EXTRACT =>

>>>>>

Systemic Change: Public education’s biggest problem gets worse

As part of my Systemic Change category, I’ve found yet another article that sheds light on poverty’s impact on school reform.  Valerie Strauss, from the Washington Post, recently published Public education’s biggest problem gets worse.  In her piece, she underscores that we cannot truly fix schools without also addressing our nation’s poverty crisis.  Here’s an excerpt from the piece:

But we need to face facts: Problems in schools would remain even if every teacher were magnificent (show me a profession where that is true about every practioner) because teachers are obviously enormously important, but they are not the only factor that goes into how well children succeed.

The current direction of school reform is making it even harder to fix broken schools and improve the ones that do well even if they suffer from 20th century design and resources.

Making teachers entirely responsible for a student’s academic progress — regardless of whether the child eats enough or sleeps enough or gets enough medical attention — is counterproductive. Pretending that these issues can be “factored out” in some kind of mathematical formula that can assess how much “value” a teacher has added to a student’s progress is near nutty. That’s not just me saying it. Leading mathematicians say it too.

The effects of poverty on children matter in regard to student achievement. That is not to say that efforts to improve teacher quality, modernize curriculum, infuse technology into the classroom where it makes sense and other reforms should not be pursued. But doing all of that while ignoring the conditions in which kids live is a big waste of time.

<<<<<

[Photo-based referring expression data]
>>>>>

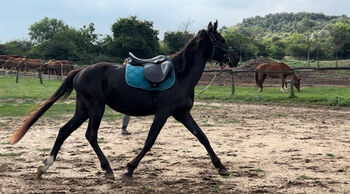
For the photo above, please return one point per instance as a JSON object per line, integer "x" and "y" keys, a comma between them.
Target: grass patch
{"x": 325, "y": 96}
{"x": 258, "y": 170}
{"x": 330, "y": 155}
{"x": 11, "y": 154}
{"x": 215, "y": 188}
{"x": 43, "y": 149}
{"x": 149, "y": 189}
{"x": 303, "y": 177}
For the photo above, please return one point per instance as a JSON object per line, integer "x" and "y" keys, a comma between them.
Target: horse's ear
{"x": 215, "y": 25}
{"x": 210, "y": 27}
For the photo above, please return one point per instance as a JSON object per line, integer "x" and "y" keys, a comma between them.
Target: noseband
{"x": 217, "y": 47}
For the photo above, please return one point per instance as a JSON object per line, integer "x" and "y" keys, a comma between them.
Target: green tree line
{"x": 298, "y": 35}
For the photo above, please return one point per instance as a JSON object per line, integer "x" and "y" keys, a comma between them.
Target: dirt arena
{"x": 267, "y": 148}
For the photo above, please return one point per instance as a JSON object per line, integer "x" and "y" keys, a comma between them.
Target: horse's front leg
{"x": 157, "y": 125}
{"x": 187, "y": 120}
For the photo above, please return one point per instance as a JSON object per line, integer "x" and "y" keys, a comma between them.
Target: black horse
{"x": 104, "y": 84}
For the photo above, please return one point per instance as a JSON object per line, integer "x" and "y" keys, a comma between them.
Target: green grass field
{"x": 19, "y": 99}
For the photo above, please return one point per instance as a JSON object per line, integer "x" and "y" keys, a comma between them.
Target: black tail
{"x": 256, "y": 78}
{"x": 61, "y": 93}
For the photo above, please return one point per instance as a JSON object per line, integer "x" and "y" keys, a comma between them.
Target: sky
{"x": 16, "y": 16}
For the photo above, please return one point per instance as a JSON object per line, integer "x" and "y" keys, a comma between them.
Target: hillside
{"x": 291, "y": 22}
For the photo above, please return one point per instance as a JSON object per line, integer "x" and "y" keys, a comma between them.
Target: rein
{"x": 211, "y": 82}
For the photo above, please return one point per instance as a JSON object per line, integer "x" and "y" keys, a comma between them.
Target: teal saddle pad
{"x": 134, "y": 78}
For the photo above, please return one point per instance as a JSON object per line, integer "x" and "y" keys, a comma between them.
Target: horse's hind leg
{"x": 95, "y": 117}
{"x": 187, "y": 120}
{"x": 78, "y": 119}
{"x": 158, "y": 123}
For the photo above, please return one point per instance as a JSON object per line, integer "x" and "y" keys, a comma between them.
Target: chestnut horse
{"x": 104, "y": 84}
{"x": 260, "y": 76}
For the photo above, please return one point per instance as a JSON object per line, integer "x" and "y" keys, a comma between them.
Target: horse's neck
{"x": 194, "y": 69}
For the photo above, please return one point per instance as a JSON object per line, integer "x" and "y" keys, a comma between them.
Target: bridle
{"x": 220, "y": 48}
{"x": 220, "y": 62}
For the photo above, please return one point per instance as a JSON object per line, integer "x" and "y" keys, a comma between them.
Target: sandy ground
{"x": 267, "y": 148}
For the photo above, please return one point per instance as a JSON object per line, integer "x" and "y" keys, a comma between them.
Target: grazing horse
{"x": 260, "y": 76}
{"x": 104, "y": 84}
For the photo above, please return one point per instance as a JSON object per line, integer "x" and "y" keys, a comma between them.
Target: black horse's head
{"x": 221, "y": 52}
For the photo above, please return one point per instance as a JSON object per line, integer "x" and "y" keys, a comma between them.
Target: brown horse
{"x": 260, "y": 76}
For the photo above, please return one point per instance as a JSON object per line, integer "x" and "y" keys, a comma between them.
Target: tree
{"x": 296, "y": 45}
{"x": 45, "y": 29}
{"x": 133, "y": 35}
{"x": 174, "y": 41}
{"x": 305, "y": 28}
{"x": 318, "y": 37}
{"x": 340, "y": 37}
{"x": 244, "y": 45}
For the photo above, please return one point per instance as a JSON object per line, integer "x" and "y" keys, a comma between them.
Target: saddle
{"x": 156, "y": 69}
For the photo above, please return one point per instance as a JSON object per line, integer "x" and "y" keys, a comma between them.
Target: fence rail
{"x": 299, "y": 69}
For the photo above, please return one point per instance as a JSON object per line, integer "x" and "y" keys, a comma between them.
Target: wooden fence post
{"x": 40, "y": 76}
{"x": 233, "y": 84}
{"x": 17, "y": 74}
{"x": 61, "y": 71}
{"x": 292, "y": 85}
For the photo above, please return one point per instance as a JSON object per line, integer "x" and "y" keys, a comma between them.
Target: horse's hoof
{"x": 126, "y": 178}
{"x": 110, "y": 175}
{"x": 40, "y": 171}
{"x": 125, "y": 132}
{"x": 224, "y": 172}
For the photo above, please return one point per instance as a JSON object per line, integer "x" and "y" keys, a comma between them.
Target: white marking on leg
{"x": 47, "y": 163}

<<<<<

ASSIGNMENT => According to the text on poverty and public education, why would problems in schools remain even if every teacher were magnificent? Answer in one to three sentences. Rely only on the text about poverty and public education for this.

TASK RESULT => Problems in schools would remain because teachers, although enormously important, are not the only factor that determines how well children succeed.